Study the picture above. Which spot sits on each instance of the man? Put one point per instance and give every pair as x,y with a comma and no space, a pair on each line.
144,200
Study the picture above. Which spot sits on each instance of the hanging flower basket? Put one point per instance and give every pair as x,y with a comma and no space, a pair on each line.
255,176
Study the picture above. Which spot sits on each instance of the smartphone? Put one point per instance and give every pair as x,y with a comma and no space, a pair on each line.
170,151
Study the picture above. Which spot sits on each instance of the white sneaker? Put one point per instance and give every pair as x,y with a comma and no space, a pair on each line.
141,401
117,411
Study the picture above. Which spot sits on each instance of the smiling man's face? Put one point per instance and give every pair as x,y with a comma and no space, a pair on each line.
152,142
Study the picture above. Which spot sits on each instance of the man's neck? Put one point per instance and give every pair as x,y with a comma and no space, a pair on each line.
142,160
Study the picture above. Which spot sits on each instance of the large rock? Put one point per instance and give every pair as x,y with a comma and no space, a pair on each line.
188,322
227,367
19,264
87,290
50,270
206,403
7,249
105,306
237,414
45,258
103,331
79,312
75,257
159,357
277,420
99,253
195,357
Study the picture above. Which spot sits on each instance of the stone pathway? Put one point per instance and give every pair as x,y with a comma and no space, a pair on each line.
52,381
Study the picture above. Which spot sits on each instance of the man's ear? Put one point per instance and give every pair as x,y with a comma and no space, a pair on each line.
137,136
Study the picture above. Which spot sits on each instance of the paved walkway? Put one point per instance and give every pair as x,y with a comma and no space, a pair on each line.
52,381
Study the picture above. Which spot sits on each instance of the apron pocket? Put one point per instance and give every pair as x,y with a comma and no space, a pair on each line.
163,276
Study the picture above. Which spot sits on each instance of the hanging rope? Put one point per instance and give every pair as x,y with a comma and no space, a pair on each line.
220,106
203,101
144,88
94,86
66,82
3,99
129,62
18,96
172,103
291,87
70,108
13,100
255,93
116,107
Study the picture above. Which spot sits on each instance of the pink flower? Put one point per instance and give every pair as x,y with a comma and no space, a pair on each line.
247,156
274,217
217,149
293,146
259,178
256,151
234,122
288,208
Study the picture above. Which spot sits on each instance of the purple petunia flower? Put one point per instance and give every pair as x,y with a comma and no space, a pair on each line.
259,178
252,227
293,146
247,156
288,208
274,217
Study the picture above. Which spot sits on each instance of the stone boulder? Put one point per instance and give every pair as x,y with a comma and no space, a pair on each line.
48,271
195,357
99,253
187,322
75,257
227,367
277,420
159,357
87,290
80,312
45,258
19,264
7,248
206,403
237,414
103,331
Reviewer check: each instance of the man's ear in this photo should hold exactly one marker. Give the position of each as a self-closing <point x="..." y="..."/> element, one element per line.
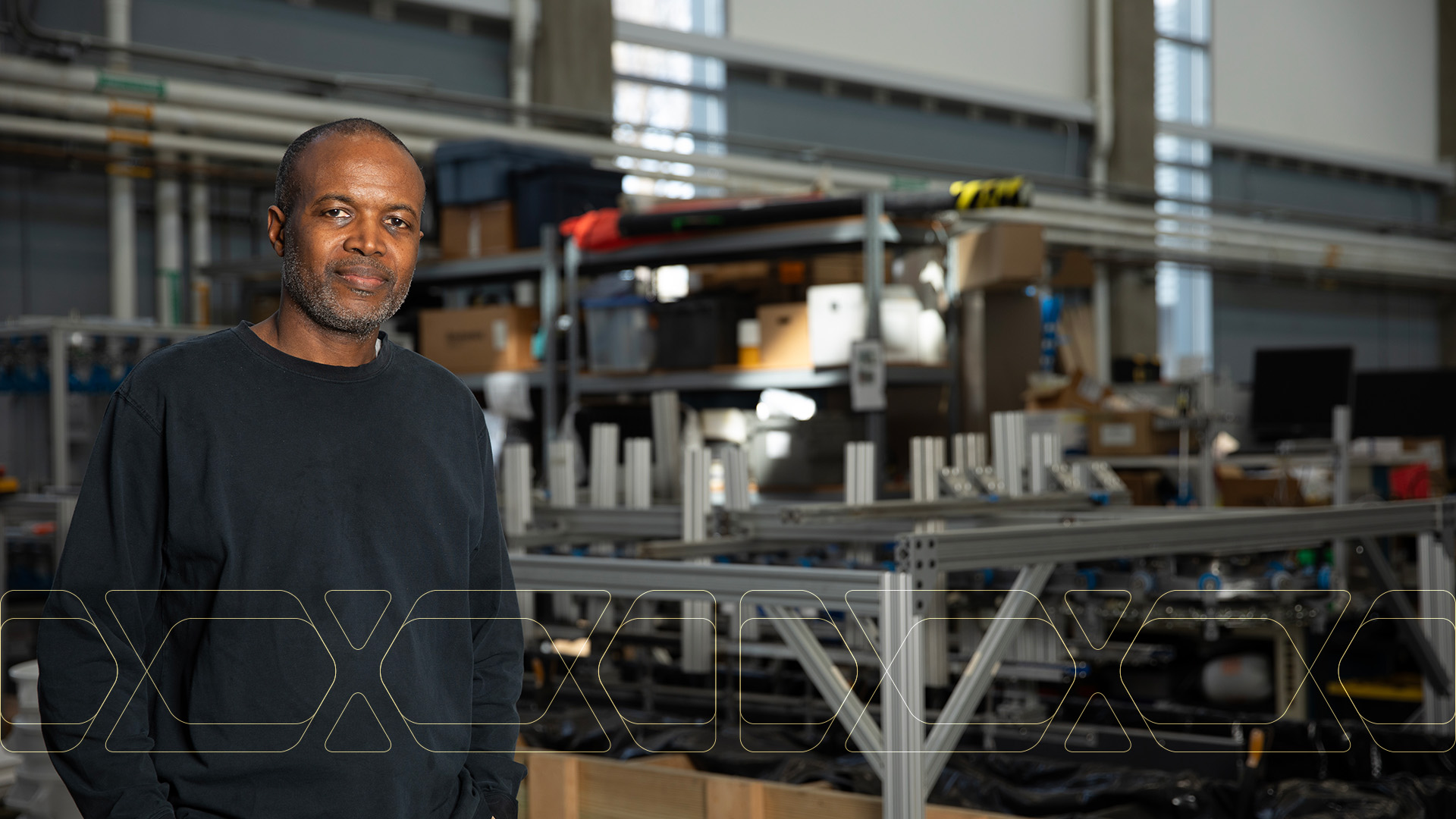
<point x="275" y="222"/>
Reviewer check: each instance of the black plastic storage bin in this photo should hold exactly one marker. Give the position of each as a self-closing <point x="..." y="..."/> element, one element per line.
<point x="552" y="194"/>
<point x="482" y="171"/>
<point x="699" y="331"/>
<point x="544" y="186"/>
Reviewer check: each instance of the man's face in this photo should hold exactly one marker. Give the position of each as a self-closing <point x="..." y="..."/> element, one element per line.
<point x="350" y="245"/>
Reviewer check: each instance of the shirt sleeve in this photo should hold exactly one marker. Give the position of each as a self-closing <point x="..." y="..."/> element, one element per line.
<point x="93" y="701"/>
<point x="498" y="662"/>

=-=-=-=-=

* **Task directions**: All lines from the one holding "the hanging rope?" through the last line of the entries, and nothing else, are to be output exactly; leave out the pictures.

* **The reply**:
Study the picture above. Which spot sits on each instance of the hanging rope? Put one point per instance and give every pair as x,y with a comma and no space, a pair on each line.
220,106
203,101
144,88
94,86
66,82
3,99
129,62
18,96
172,103
291,87
70,108
13,100
255,93
116,107
Study the picture above. Which spot sits on each instance of the pink flower? Put one point per instance and give every pair as x,y with a comma and no space, a pair on each line.
247,156
274,217
217,149
293,146
259,178
256,151
234,122
288,208
Study the picture above. Which spot sits on each instance of the purple petunia flower? Put one point per instance and give every pair as x,y with a comma and no space, a pair on each line.
259,178
252,227
293,146
247,156
288,208
274,217
Study the picture above. Which spot sits on each instance of the stone boulder? Put one point per instance and give every pair as x,y with a comma and no space, a pair on each line.
48,271
195,357
99,253
187,322
75,257
227,367
277,420
159,357
87,290
80,312
45,258
19,264
7,248
206,403
237,414
103,331
Reviewer check: each instance of the man's ear in this photo should hold exactly one marker. Give the position of each as a self-closing <point x="..." y="..."/> element, one element per line.
<point x="275" y="222"/>
Reviewer check: each instance of the black plastic storage bin in this photo should hold exactly one marker. Give the position of each as a self-closing <point x="..." y="..."/> element, one element per line.
<point x="552" y="194"/>
<point x="482" y="171"/>
<point x="699" y="331"/>
<point x="544" y="186"/>
Reviewer check: each instance of the man's face in this photo should hold exactly one marker. Give the position of each as a self-closing <point x="..." y="..."/> element, one element per line.
<point x="350" y="245"/>
Reviewer check: each instance of the shirt sleeve in this photo should hold exactly one marker. Give the position of each as a self-closing <point x="..." y="..."/> element, one element per line.
<point x="93" y="701"/>
<point x="498" y="662"/>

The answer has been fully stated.